## SHORT EXERCISE
Reproduce every row below word for word, leaving out the pictures.

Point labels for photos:
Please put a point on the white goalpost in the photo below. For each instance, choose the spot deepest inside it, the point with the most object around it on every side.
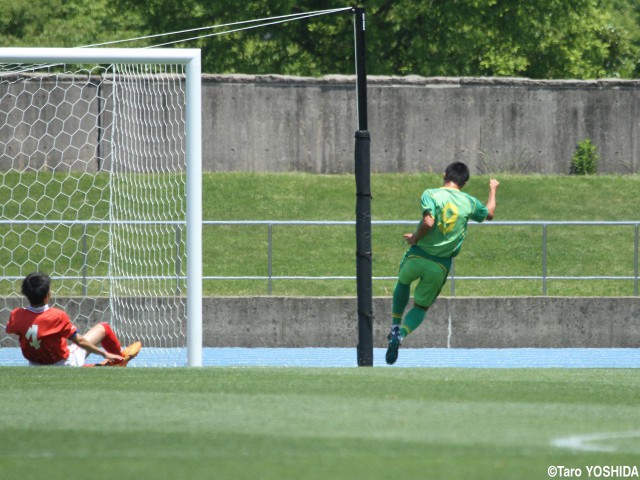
(101, 188)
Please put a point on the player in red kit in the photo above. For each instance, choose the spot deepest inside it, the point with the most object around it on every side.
(43, 332)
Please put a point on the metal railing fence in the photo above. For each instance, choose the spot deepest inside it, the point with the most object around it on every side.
(544, 277)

## ANSWER
Please put a point on the white goalpost in the photo below. For each instance, choose the spot deepest inside it, the point with the most object around it on every side.
(101, 188)
Please put a point on the player in red kit in the photo above. For each instance, choose the spot deepest inside it, the point with the most object around it on every side.
(43, 332)
Please put a point on the metal railing fence in the photo above. For each instance, choose the spot deepest inside it, the point with the most object around it on every side.
(544, 277)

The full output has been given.